**Given data:**
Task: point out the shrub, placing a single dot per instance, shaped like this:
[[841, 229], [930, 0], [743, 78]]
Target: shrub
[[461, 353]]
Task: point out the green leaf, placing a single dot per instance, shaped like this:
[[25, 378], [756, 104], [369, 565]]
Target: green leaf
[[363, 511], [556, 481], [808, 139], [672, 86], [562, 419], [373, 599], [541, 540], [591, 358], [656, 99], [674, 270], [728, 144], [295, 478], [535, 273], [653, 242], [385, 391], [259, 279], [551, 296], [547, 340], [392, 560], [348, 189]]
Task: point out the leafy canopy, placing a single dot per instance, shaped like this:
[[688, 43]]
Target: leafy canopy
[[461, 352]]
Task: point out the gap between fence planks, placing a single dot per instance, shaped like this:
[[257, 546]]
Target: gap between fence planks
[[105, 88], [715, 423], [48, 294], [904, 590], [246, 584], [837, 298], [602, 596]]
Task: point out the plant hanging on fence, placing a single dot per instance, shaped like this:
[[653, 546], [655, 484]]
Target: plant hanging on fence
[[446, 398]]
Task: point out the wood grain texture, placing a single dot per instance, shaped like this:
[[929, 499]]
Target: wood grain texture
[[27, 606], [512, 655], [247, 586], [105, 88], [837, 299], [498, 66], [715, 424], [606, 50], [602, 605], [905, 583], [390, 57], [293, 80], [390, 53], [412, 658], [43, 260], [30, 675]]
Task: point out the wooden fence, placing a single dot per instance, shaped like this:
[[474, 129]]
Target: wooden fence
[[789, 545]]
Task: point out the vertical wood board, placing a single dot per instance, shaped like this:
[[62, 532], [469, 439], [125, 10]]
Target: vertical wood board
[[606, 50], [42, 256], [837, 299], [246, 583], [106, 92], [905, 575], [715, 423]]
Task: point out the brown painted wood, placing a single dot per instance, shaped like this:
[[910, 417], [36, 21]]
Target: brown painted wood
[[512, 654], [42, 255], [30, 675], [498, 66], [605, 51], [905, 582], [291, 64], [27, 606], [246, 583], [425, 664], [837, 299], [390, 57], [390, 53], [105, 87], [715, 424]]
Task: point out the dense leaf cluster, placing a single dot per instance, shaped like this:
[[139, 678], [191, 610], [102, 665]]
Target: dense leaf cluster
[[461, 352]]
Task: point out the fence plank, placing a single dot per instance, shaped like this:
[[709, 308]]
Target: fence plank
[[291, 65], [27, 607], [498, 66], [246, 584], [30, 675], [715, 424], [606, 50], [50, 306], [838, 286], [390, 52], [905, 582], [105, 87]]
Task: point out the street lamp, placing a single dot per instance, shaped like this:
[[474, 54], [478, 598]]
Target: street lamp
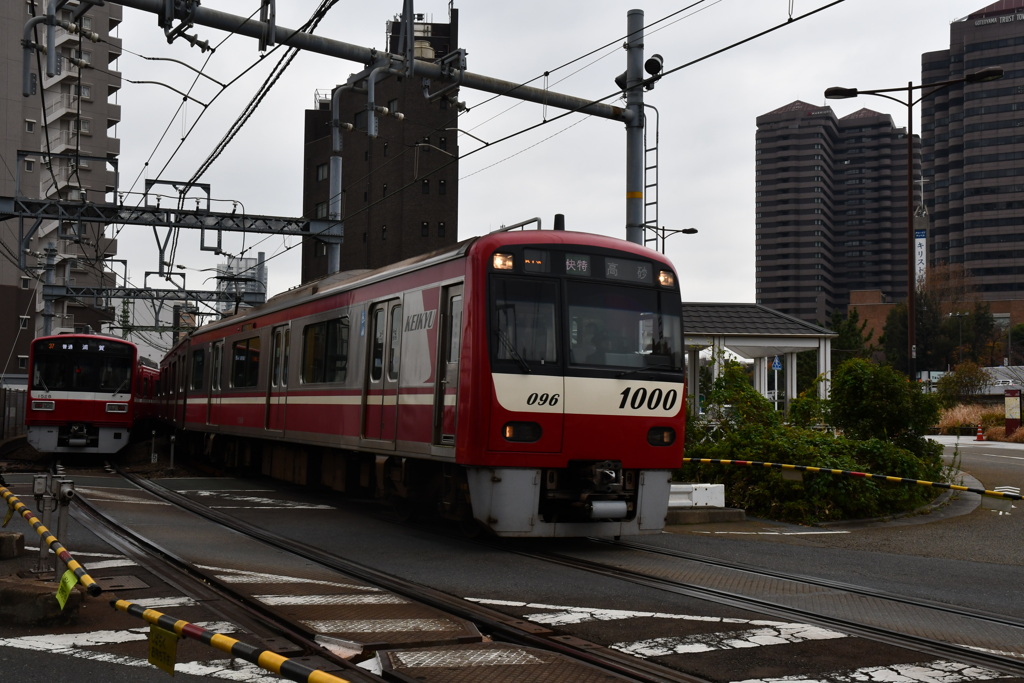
[[666, 232], [844, 93]]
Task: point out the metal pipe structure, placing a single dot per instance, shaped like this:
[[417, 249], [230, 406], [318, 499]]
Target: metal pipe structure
[[844, 93], [294, 38], [634, 127]]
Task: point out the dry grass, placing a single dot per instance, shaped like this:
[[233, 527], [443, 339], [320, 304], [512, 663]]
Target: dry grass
[[999, 434], [991, 419]]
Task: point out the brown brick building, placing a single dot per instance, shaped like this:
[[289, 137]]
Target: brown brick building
[[400, 189]]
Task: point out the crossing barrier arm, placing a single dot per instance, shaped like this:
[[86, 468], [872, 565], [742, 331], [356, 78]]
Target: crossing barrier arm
[[51, 541]]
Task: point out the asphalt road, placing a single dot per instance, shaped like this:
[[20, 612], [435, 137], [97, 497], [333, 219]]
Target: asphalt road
[[961, 553]]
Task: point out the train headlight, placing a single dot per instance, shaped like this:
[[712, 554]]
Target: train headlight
[[662, 436], [523, 432], [502, 261]]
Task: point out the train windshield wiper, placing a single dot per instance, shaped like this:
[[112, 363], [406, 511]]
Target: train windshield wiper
[[514, 353], [637, 371]]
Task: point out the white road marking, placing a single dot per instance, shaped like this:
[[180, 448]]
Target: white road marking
[[377, 626], [939, 671], [382, 599], [784, 634], [165, 603]]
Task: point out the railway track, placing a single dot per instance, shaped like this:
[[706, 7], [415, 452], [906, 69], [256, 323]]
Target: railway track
[[992, 641], [604, 664]]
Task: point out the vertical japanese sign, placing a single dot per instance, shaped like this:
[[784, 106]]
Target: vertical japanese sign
[[920, 257]]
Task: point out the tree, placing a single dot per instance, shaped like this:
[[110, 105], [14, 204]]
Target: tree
[[877, 401], [965, 382], [852, 342]]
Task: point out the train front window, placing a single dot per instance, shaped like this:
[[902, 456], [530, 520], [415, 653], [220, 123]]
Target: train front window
[[611, 326], [93, 367], [523, 328]]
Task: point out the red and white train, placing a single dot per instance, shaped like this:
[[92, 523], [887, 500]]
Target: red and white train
[[527, 381], [86, 392]]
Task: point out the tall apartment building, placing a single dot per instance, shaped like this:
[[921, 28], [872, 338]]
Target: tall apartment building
[[55, 143], [974, 155], [830, 208], [400, 189]]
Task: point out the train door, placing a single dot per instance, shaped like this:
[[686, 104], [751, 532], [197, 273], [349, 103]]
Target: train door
[[380, 407], [276, 390], [446, 389], [213, 397]]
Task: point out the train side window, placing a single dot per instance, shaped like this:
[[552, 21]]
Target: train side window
[[215, 366], [394, 353], [377, 357], [455, 333], [284, 370], [199, 369], [325, 351], [245, 363], [279, 357]]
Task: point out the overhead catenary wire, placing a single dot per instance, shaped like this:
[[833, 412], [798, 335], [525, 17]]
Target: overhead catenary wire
[[545, 122], [512, 135]]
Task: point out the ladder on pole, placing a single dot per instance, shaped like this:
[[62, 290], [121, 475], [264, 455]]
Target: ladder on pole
[[652, 235]]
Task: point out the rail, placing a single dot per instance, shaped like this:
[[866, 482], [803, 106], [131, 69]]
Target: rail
[[863, 475], [12, 406]]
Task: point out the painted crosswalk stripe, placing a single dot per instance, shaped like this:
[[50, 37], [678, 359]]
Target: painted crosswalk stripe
[[939, 671], [785, 634]]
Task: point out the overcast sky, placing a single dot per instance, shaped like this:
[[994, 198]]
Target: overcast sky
[[574, 166]]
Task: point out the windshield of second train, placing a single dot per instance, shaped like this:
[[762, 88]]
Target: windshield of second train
[[92, 367], [615, 326]]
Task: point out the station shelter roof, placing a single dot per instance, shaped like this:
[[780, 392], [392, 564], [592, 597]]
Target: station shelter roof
[[749, 330]]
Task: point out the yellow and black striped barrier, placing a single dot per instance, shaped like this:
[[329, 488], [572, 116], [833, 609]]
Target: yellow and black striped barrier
[[271, 662], [51, 541], [864, 475]]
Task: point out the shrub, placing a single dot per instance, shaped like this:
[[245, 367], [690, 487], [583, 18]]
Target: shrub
[[884, 417]]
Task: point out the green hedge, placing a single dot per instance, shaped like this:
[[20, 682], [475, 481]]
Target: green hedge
[[751, 430]]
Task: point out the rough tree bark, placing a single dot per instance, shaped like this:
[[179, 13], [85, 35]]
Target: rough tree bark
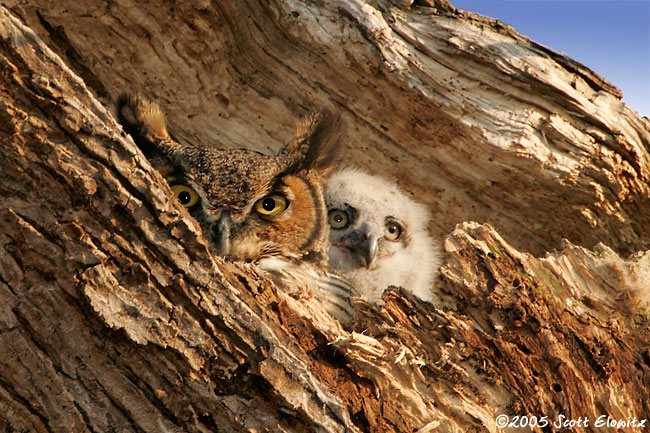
[[115, 317]]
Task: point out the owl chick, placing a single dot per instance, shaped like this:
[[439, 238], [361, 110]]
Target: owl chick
[[379, 236], [251, 207]]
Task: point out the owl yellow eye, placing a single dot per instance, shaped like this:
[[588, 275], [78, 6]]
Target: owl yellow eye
[[271, 205], [185, 195], [393, 231], [338, 219]]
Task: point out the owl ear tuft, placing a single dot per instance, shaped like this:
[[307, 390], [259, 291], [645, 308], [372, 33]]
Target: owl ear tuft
[[316, 146], [145, 121], [141, 118]]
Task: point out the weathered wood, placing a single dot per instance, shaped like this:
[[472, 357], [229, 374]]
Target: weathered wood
[[115, 317]]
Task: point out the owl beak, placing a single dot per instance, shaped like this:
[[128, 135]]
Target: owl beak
[[221, 235]]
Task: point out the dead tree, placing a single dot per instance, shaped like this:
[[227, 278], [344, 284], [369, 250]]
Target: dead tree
[[115, 317]]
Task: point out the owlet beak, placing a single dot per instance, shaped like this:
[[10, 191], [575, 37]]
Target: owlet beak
[[363, 244]]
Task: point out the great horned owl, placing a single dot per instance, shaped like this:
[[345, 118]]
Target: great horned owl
[[266, 210], [379, 236]]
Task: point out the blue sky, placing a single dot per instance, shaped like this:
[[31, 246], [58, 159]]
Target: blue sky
[[610, 37]]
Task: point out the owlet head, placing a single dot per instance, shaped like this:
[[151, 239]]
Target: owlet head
[[249, 205]]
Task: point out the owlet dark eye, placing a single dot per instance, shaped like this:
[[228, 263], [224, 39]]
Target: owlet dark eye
[[393, 231], [338, 219], [185, 195], [271, 205]]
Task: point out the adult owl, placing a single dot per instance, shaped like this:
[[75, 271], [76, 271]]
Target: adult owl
[[266, 210], [379, 236]]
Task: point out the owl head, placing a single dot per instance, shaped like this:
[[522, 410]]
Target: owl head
[[379, 236], [249, 205]]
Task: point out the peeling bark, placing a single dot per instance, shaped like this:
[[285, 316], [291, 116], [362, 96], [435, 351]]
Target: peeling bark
[[115, 317]]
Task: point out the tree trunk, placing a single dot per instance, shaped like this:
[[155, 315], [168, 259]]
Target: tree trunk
[[114, 316]]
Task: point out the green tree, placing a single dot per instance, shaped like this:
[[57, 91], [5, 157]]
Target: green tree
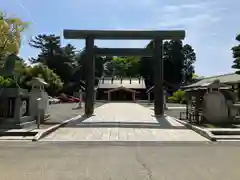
[[10, 34], [236, 56], [60, 59], [178, 63], [42, 71]]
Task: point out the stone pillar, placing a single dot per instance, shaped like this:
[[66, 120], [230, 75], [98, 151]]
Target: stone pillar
[[149, 98], [80, 97], [95, 96], [158, 78], [109, 96], [165, 100], [134, 96], [90, 76], [17, 109]]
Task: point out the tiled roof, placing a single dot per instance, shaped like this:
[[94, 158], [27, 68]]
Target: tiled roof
[[226, 79], [130, 83]]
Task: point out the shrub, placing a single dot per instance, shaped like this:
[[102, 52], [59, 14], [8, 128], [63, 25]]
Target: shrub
[[177, 97]]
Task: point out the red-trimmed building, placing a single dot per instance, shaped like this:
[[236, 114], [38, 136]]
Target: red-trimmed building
[[121, 89]]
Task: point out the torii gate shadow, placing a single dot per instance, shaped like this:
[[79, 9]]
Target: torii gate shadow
[[162, 123]]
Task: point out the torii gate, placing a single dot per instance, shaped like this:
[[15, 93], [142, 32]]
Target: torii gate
[[156, 53]]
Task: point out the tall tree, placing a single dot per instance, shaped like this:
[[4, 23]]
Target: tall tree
[[189, 60], [236, 55], [10, 34], [178, 63], [60, 59]]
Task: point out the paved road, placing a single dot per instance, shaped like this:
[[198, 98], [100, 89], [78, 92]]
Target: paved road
[[124, 122], [72, 161]]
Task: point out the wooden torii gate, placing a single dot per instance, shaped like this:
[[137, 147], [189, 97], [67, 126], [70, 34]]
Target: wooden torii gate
[[156, 53]]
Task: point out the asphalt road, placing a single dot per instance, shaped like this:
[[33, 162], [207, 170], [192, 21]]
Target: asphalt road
[[74, 161]]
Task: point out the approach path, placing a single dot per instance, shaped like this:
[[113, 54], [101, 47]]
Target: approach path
[[124, 122]]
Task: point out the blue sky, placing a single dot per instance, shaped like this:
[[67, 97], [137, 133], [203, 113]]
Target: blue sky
[[211, 25]]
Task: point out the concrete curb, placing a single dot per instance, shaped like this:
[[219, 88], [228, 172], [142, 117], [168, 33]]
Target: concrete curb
[[54, 128], [198, 130]]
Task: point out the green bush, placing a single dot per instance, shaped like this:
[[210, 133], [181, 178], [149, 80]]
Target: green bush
[[177, 97], [6, 82]]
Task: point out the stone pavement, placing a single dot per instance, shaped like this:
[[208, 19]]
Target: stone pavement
[[124, 122]]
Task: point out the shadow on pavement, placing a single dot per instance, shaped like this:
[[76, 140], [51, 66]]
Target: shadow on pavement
[[162, 123]]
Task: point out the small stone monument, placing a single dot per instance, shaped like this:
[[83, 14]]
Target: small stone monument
[[38, 91]]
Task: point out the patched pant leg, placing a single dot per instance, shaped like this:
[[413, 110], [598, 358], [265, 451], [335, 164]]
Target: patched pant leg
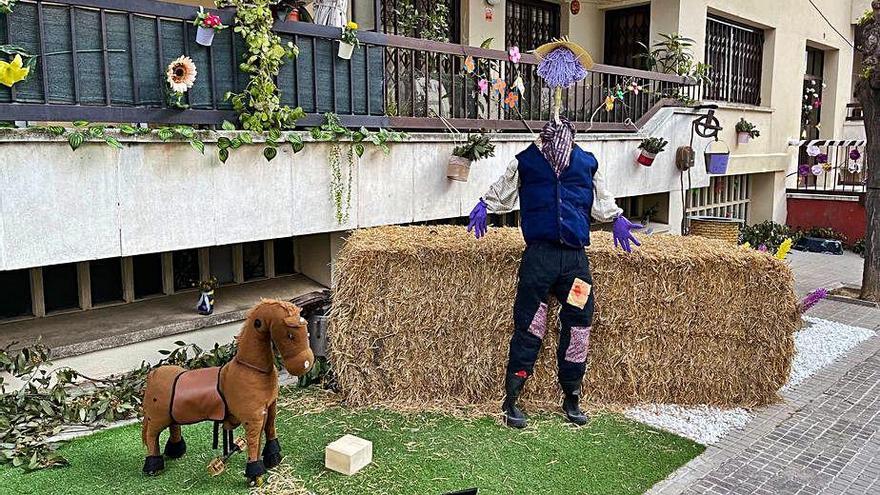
[[537, 273], [575, 323]]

**Written task:** Output everything from the line containing "Task: point out the tree, placing" down to the line containing "[[380, 407], [276, 390], [446, 389], [213, 397]]" as a numbered list, omitting any blank lines.

**Completed exercise:**
1. Task: point out the tree, placing a single dot per instance, shaped like this:
2. [[110, 105], [14, 204]]
3. Target: tree
4. [[877, 401], [965, 382], [852, 342]]
5. Task: point out the train front window, placing a single dot per instance, shaped like this:
6. [[902, 456], [530, 520], [415, 653], [220, 123]]
7. Target: train front window
8. [[611, 326], [93, 367], [523, 328]]
9. Task: point out the red and white train, placing a single dot per instance, shaped like this:
10. [[92, 523], [887, 500]]
11. Target: red and white train
12. [[527, 381], [86, 392]]
13. Task: point out the tall apartment building, placing a single dot per instance, shaped like this:
14. [[921, 28], [872, 338]]
15. Target: tall apartment building
16. [[55, 143], [974, 155], [830, 208], [400, 189]]
17. Task: point out the train door, placing a single dot per instance, shaped like this:
18. [[686, 104], [751, 532], [197, 273], [349, 103]]
19. Target: train door
20. [[380, 407], [276, 390], [446, 389], [213, 397]]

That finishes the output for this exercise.